* Problem to solve
Repeat the entries that appear below, exactly and in full.

* Material provided
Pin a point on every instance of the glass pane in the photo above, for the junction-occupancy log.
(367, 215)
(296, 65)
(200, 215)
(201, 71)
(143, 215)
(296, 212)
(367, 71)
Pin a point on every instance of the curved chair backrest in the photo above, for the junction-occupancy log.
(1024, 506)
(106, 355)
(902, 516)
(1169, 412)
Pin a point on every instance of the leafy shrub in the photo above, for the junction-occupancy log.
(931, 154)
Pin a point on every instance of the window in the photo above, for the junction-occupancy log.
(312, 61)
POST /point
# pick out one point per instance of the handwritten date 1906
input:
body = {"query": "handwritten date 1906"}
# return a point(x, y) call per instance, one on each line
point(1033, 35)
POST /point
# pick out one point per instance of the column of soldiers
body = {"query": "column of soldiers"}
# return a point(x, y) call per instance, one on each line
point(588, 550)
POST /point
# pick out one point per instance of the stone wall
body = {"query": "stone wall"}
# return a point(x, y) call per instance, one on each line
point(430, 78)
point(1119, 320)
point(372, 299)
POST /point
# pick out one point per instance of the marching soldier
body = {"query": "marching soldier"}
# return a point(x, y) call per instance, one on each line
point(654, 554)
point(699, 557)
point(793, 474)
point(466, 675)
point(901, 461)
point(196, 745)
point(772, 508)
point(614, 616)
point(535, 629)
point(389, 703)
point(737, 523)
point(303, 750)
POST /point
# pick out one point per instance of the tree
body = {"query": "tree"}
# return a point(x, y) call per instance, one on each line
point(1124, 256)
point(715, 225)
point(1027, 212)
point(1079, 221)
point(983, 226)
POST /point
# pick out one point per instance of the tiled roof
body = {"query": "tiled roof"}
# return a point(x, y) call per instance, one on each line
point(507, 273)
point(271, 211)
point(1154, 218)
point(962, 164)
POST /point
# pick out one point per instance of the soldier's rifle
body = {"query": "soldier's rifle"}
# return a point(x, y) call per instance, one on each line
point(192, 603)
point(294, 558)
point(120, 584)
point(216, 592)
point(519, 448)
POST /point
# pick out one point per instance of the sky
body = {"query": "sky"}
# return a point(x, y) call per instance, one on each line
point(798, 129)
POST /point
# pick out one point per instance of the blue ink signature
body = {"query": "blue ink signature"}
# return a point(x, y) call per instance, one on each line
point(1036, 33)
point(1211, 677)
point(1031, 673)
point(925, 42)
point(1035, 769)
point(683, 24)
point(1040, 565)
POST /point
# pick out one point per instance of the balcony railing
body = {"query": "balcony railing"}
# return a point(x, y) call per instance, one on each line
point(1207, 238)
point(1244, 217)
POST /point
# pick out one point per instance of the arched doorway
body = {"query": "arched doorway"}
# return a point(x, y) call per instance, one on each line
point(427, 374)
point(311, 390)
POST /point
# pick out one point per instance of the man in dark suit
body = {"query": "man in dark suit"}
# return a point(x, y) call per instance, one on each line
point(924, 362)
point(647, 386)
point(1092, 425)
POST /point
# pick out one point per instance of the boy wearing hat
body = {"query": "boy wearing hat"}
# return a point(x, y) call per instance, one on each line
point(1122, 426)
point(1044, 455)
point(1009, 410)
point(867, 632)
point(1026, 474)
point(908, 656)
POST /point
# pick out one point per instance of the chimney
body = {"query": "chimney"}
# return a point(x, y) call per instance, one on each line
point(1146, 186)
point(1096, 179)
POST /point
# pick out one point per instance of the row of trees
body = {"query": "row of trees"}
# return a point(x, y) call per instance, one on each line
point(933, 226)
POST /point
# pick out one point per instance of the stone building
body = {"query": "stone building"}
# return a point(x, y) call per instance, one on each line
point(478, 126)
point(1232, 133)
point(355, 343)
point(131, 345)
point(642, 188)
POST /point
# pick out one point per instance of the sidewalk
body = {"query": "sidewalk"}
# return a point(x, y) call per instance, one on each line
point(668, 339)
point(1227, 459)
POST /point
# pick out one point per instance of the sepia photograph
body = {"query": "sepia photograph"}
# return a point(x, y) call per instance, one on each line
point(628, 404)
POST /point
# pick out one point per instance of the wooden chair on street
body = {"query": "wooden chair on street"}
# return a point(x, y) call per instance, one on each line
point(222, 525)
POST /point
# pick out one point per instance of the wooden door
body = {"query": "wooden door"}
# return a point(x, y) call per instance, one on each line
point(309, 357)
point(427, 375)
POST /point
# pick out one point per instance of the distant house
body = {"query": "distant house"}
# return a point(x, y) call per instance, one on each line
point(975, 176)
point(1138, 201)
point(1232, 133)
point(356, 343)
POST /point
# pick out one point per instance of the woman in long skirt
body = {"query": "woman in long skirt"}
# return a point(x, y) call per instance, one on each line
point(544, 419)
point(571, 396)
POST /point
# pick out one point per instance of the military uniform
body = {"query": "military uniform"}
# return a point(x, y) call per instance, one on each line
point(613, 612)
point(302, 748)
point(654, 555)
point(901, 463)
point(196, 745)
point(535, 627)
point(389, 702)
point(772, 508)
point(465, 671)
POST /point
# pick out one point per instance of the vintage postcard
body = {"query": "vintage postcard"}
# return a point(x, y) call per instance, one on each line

* Solution for this exercise
Pin a point on every instance of the glass pane in the photo above, for the junction-occupancy log.
(367, 215)
(296, 65)
(200, 215)
(201, 71)
(143, 215)
(296, 212)
(367, 71)
Pin a point on every instance of the curved chair backrest in the photo above, for the junction-occupancy log.
(1024, 506)
(106, 355)
(902, 516)
(1169, 412)
Pin a point on every instance of the leafy shrub in the photo above, for the junction-occupancy log.
(931, 154)
Pin a point on every instance of the window in the photo above, for the junction-occupancy log.
(312, 61)
POST /point
# pick out one point per instance of the handwritten date 1906
input:
body = {"query": "handwritten date 1906"}
# return a point(x, y) call per instance, one on each line
point(1033, 35)
POST /point
# pick out one point per instance of the column of soldiers
body = {"query": "column of soldiers"}
# return a point(x, y) call per instance, one on each line
point(588, 550)
POST /point
# pick out one point per instance of the stone wall
body = {"query": "stone wall"}
# return a point(x, y) call per instance, one on each line
point(430, 78)
point(1119, 320)
point(372, 299)
POST /point
# pick out one point per instance of the marching soldier
body = {"query": "marching soldier"}
# return a point(x, y) call per instance, one on each line
point(654, 554)
point(699, 557)
point(793, 474)
point(466, 675)
point(901, 461)
point(196, 745)
point(772, 508)
point(614, 616)
point(535, 629)
point(389, 703)
point(737, 523)
point(303, 750)
POST /point
# pick out one point per instance of the tree
body = {"query": "tree"}
# return a point(x, y) call per instance, one on each line
point(1124, 256)
point(715, 225)
point(1027, 212)
point(1079, 221)
point(983, 226)
POST /point
# pick out one point per instance of the tiled roof
body = {"query": "tiled roof"}
# return a point(x, y) call per instance, one on each line
point(507, 273)
point(271, 211)
point(1154, 218)
point(962, 164)
POST /point
# pick out one point per instance of the soldier's rifle
body = {"query": "soldier's rifle"}
# return a point(x, y) call per instance, one on each line
point(192, 603)
point(294, 558)
point(120, 584)
point(216, 592)
point(519, 448)
POST /point
# pick out one point per instance of the sky
body = {"query": "sky"}
# return a point(x, y) call per instance, one on each line
point(798, 129)
POST /point
# pick out one point per instance of the blue ink signature
body = {"query": "blue ink signature"}
# return a point(x, y) call per instance, one on each line
point(1036, 33)
point(1211, 677)
point(1031, 673)
point(925, 42)
point(1035, 769)
point(683, 24)
point(1040, 565)
POST /point
# pick out one point per instance of the balcony railing
body = {"query": "balcony railing"}
# return a point(x, y) call per instance, one on each line
point(1207, 238)
point(1244, 217)
POST /point
# pick out one point per instance of the arched doorway
body = {"query": "arched doorway"}
# return a point(x, y) call per instance, one on each line
point(427, 374)
point(311, 390)
POST /point
# pick out one point per instance of the man in dark suit
body = {"query": "man in dark suit"}
# return a point(x, y) call per instance, one on each line
point(924, 362)
point(647, 386)
point(1092, 425)
POST /point
# pick out one point per instance of the boy wearing hat
body = {"query": "boy wearing hat"}
# return a point(x, y) call per instance, one on each line
point(1122, 426)
point(1044, 455)
point(1009, 410)
point(867, 632)
point(1026, 474)
point(908, 656)
POST /point
# pick out one point per instance of the chimney
body = {"query": "chimney"}
# return a point(x, y) call per instance, one on each line
point(1146, 186)
point(1096, 179)
POST /point
# pick out one point per instance of the row of trees
body = {"query": "row of trees"}
# return a point(x, y) call per instance, one on each line
point(933, 226)
POST /point
# pick out one point per instance of the stone building
body = {"query": "stone building"}
# return a point(x, y) call per instance, one on each line
point(478, 126)
point(1232, 133)
point(355, 343)
point(131, 345)
point(642, 188)
POST /point
# pick out one point per instance of the sidewalk
body = {"query": "sidewalk"}
# return a point(x, y) call per instance, one on each line
point(668, 339)
point(1227, 459)
POST /point
# pick out one point per instance of the sepia photograph
body = {"query": "sepia photograph"}
# return a point(x, y) call per instance, one on each line
point(628, 404)
POST /point
# pick out one point per instance of the wooden chair on street
body = {"query": "wooden chair on street"}
# return a point(x, y) call per instance, one on each line
point(222, 525)
POST /point
# pick out one point per instance of the wooden door
body = {"query": "wooden door"}
# return a point(x, y) call per instance, one on each line
point(309, 357)
point(427, 375)
POST /point
# pick out one point per instance of the distant house
body = {"query": "distant house"}
# return a point(x, y) call per instance, one on each line
point(975, 176)
point(1138, 201)
point(1232, 133)
point(356, 343)
POST /point
# pick out one point per instance of the woman in long skirt
body = {"query": "woman in long skirt"}
# return a point(x, y) call per instance, one on each line
point(544, 419)
point(571, 396)
POST /point
# pick out one point per instance of the military uniform
body = {"query": "military uniform"}
# return a point(x, y) call per instance, one on each line
point(613, 612)
point(302, 748)
point(654, 555)
point(901, 463)
point(196, 745)
point(535, 627)
point(389, 702)
point(772, 508)
point(465, 671)
POST /point
# pick out one point per instance of the vintage postcard
body = {"query": "vintage postcard"}
# return a point(x, y) call per instance, one on each line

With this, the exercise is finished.